___ SELECTED EXCERPT ___

The following is an extension of the Mathematica application Quantum Algebra.

The extended version of the application Quantum Algebra can be found here.


The Problem

In my research on quantum physics, I also study the book "Student Friendly Quantum Field Theory" by Robert D. Klauber. This led to the question or idea of ​​whether some of the calculations listed could not be facilitated by Mathematica.

As a Mathematica package to support the calculations, Quantum Algebra seemed to me to be suitable - at least somewhat. But some of the mathematical symbols used in the book were not supported by Quantum Algebra. Quantum algebra had to be extended. So an extended application resulted. This extension and what it does should be presented below.

Essentially these are summation, integration and derivation symbols, the operator notation already present in the basic package and the support of matrices. All are supported by appropriate rules for simplification and reshaping - just as you would do manually.


Notations

The Quantum Algebra extension uses a number of notations to improve the readability of expressions. They supplement the notations that already exist in the basic package. This also takes into account the need for documentation.

Notations of the basic package:

  • Operator Notation
  • Superdagger
  • Centerdot

Additional Notations

  • Integral
  • Total Notation
  • Partial Derivative
  • Small Circle

Overview

 

Name Sample Notation FullForm - Simplified or Complete Expression
Operator
d ^ p 1 , p 2 , p 3 r ,
Operator[d, "H", List[QASimplescript[p, 1, False], QASimplescript[p, 2, False], QASimplescript[p, 3, False]], List[r]]
SuperDagger
d ^ p 1 , p 2 , p 3 r ,
Hermitian[Operator[d, List[QASimplescript[p, 1, False], QASimplescript[p, 2, False], QASimplescript[p, 3, False]], List[r]]
CenterDot
d ^ p 1 , p 2 , p 3 1 , d ^ p 1 , p 2 , p 3 1
NonCommutativeMultiply[Operator[d,"H",List[QASimplescript[p, 1, False], QASimplescript[p, 2, False], QASimplescript[p, 3, False]], List[1]], Operator[d, List[QASimplescript[p, 1, False], QASimplescript[p, 2, False], QASimplescript[p, 3, False]], List[1]]]
QAIntegrate
P i_ := V P i 3 x
QAIntegrate[QASimplescript[p, i, False], V, 3, x]
QASum
p r = 1 2 ( sqrt [ m / ( V p 0 ) ] d ^ p 1 , p 2 , p 3 r , v r Exp [ + exp ] )
QASum[Operator[d, "H", List[QASimplescript[p, 1, False], QASimplescript[p, 2, False], QASimplescript[p, 3, False]], List[r]],p]
QAD
D x i ( Ψ // Evaluate )
QAD[\[psi] // Evaluate, QASimplescript[x, i, False]]
SmallCircle
ma1 ma2
 SmallCircle[ma1, ma2]

 


Syntax and Semantics

In the following, the notations, their associated FullForm constructs and the semantics are shown.

___

### REQUIRED TASK 1
Reproduce the part of the records below that opens with the line containing "green sepal, each" and continues through the end of the records.

___ EXERCISE INPUT ___

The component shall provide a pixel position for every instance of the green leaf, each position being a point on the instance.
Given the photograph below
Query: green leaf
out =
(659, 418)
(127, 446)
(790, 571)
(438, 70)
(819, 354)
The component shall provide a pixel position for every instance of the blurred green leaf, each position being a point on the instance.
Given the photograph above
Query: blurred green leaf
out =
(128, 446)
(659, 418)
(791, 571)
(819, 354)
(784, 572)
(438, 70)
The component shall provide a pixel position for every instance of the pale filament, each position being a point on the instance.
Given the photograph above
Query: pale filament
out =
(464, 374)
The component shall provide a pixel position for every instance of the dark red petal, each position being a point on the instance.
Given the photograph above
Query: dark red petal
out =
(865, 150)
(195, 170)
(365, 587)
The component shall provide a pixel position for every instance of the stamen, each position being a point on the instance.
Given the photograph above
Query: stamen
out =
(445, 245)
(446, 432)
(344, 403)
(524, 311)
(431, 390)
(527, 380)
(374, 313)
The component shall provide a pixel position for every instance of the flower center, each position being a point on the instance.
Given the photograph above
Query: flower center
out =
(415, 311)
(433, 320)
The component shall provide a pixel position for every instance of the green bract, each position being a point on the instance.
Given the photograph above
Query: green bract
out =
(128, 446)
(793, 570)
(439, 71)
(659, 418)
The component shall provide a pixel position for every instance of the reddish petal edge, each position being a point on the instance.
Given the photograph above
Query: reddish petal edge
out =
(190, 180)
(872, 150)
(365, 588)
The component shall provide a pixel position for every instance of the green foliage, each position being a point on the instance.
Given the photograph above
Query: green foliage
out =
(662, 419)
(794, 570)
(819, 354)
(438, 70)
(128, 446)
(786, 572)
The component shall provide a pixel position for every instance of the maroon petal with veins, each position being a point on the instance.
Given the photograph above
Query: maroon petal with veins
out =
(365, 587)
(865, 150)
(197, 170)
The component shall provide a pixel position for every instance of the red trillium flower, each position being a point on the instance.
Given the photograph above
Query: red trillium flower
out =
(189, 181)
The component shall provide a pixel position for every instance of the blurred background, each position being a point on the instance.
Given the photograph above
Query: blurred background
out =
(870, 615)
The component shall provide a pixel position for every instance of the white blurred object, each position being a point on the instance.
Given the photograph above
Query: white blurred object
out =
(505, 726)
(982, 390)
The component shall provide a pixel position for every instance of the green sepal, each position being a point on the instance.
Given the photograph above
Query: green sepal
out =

___

### REQUIRED TASK 2
According to the Quantum Algebra extension page, which book did the author's study of quantum physics include?

### EXERCISE OUTPUT 1
The component shall provide a pixel position for every instance of the green sepal, each position being a point on the instance.
Given the photograph above
Query: green sepal
out =

### EXERCISE OUTPUT 2
"Student Friendly Quantum Field Theory" by Robert D. Klauber.